AIM OF THE TASK: The records should be written out in full, with nothing altered.

EXERCISE MATERIALS:
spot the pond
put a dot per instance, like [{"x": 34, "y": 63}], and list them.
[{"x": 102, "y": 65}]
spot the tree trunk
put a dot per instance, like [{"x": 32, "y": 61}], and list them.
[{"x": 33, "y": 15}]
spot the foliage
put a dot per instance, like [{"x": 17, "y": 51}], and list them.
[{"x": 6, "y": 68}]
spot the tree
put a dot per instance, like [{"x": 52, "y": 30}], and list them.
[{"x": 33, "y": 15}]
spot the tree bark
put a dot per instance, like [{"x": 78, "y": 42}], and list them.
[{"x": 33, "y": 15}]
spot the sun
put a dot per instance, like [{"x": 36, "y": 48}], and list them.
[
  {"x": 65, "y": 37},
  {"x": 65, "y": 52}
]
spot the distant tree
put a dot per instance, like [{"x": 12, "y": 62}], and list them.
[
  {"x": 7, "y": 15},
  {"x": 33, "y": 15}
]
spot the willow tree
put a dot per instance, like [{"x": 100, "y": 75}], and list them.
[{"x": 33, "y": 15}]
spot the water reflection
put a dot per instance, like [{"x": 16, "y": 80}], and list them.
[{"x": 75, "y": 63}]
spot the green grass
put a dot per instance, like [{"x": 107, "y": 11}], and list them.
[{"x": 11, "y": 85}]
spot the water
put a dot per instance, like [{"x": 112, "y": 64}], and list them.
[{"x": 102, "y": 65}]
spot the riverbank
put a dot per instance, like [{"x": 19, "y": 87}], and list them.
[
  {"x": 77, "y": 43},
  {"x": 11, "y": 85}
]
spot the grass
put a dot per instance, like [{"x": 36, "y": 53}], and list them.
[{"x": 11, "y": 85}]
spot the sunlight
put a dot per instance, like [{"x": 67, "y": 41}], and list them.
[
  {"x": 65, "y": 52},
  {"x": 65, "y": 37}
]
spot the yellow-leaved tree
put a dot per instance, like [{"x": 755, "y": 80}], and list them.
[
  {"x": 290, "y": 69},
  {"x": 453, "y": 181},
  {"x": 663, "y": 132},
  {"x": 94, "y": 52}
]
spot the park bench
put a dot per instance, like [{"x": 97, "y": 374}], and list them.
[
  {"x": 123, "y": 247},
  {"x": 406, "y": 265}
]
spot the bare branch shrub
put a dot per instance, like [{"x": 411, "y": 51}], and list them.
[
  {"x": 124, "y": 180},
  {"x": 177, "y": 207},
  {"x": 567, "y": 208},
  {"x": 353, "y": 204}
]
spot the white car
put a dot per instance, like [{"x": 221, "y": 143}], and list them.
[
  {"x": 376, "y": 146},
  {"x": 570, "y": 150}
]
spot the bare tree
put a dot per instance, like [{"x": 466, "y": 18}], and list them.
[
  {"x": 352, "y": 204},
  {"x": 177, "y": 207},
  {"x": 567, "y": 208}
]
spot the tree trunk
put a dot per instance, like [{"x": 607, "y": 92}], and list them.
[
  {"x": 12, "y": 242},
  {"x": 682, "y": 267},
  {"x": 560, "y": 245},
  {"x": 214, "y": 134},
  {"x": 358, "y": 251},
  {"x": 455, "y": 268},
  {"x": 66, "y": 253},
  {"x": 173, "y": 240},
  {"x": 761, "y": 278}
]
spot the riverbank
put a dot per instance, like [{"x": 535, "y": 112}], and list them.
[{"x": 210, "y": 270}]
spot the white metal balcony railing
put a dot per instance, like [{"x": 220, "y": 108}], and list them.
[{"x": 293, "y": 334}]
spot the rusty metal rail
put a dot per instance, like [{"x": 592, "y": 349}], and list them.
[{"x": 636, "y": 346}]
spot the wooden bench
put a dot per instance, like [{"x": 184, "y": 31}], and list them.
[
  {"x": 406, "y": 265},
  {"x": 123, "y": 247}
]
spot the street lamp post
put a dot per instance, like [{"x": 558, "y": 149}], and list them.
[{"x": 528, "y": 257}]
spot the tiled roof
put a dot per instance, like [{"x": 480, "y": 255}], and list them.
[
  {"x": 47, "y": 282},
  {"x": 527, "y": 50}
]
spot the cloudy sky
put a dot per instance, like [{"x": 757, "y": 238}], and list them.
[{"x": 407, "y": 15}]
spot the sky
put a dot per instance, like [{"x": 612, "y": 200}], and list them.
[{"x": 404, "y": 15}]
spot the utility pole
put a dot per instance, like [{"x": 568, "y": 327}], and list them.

SOLUTION TO THE EXERCISE:
spot the pond
put a dot per instance, like [{"x": 34, "y": 63}], and list them.
[{"x": 102, "y": 65}]
spot the tree trunk
put a dot per instance, like [{"x": 32, "y": 61}], and list them.
[{"x": 33, "y": 15}]
spot the foliage
put a dot per instance, like [{"x": 17, "y": 51}], and list them.
[{"x": 6, "y": 68}]
spot the tree
put a dot per instance, like [{"x": 52, "y": 30}], and list them.
[{"x": 33, "y": 15}]
spot the tree bark
put a dot per instance, like [{"x": 78, "y": 42}], and list them.
[{"x": 33, "y": 15}]
spot the sun
put a dot per instance, like [{"x": 36, "y": 48}], and list them.
[
  {"x": 65, "y": 37},
  {"x": 65, "y": 52}
]
spot the distant tree
put a dot per instance, like [{"x": 12, "y": 62}], and list them.
[
  {"x": 7, "y": 15},
  {"x": 33, "y": 15}
]
spot the willow tree
put a dot per instance, like [{"x": 100, "y": 75}], and list them.
[{"x": 33, "y": 15}]
spot the water reflection
put a dot per instance, like [{"x": 16, "y": 80}], and list them.
[{"x": 75, "y": 63}]
spot the green grass
put a dot per instance, like [{"x": 107, "y": 11}], and list them.
[{"x": 11, "y": 85}]
spot the water
put a dot per instance, like [{"x": 112, "y": 64}], and list them.
[{"x": 102, "y": 65}]
spot the riverbank
put a dot per instance, like [{"x": 19, "y": 87}], and list them.
[
  {"x": 77, "y": 43},
  {"x": 11, "y": 85}
]
spot the grass
put a dot per instance, like [{"x": 36, "y": 53}], and list them.
[{"x": 11, "y": 85}]
spot the sunlight
put a dot per instance, like [{"x": 67, "y": 41}], and list them.
[
  {"x": 65, "y": 52},
  {"x": 65, "y": 37}
]
spot the yellow-leaved tree
put a dot per instance, like [{"x": 755, "y": 80}], and list them.
[
  {"x": 290, "y": 69},
  {"x": 453, "y": 181},
  {"x": 663, "y": 132},
  {"x": 94, "y": 52}
]
spot the park bench
put a dot per instance, like [{"x": 97, "y": 374}], and list them.
[
  {"x": 123, "y": 247},
  {"x": 406, "y": 265}
]
spot the bare branch shrub
put a dot per instance, like [{"x": 411, "y": 51}], and list them.
[
  {"x": 124, "y": 180},
  {"x": 177, "y": 207},
  {"x": 567, "y": 208},
  {"x": 353, "y": 204}
]
spot the white car
put a dot per instance, like [{"x": 221, "y": 143}], and list them.
[
  {"x": 376, "y": 146},
  {"x": 570, "y": 150}
]
spot the bare tree
put a dot per instance, like [{"x": 466, "y": 18}], and list them.
[
  {"x": 352, "y": 204},
  {"x": 177, "y": 207},
  {"x": 567, "y": 208}
]
spot the tree trunk
put a dot per instance, like [{"x": 607, "y": 92}], and list them.
[
  {"x": 12, "y": 242},
  {"x": 682, "y": 267},
  {"x": 560, "y": 245},
  {"x": 214, "y": 134},
  {"x": 358, "y": 251},
  {"x": 455, "y": 268},
  {"x": 66, "y": 253},
  {"x": 173, "y": 240},
  {"x": 761, "y": 278}
]
spot the riverbank
put a dot per instance, like [{"x": 535, "y": 112}], and list them.
[{"x": 210, "y": 270}]
spot the white metal balcony railing
put a dot per instance, like [{"x": 220, "y": 108}], and list them.
[{"x": 293, "y": 334}]
spot the rusty metal rail
put a dot per instance, like [{"x": 592, "y": 349}], and list them.
[{"x": 636, "y": 346}]
spot the wooden bench
put a dot per instance, like [{"x": 184, "y": 31}], and list them.
[
  {"x": 406, "y": 265},
  {"x": 123, "y": 247}
]
spot the street lamp post
put a dot per instance, like [{"x": 558, "y": 149}], and list them.
[{"x": 528, "y": 257}]
spot the tiled roof
put a dot per instance, like [{"x": 480, "y": 255}], and list them.
[
  {"x": 47, "y": 282},
  {"x": 527, "y": 50}
]
spot the cloudy sky
put a dot per instance, like [{"x": 757, "y": 238}], and list them.
[{"x": 407, "y": 15}]
spot the sky
put a dot per instance, like [{"x": 612, "y": 200}], and list them.
[{"x": 404, "y": 15}]
spot the utility pole
put a dot per instance, like [{"x": 568, "y": 327}], and list them.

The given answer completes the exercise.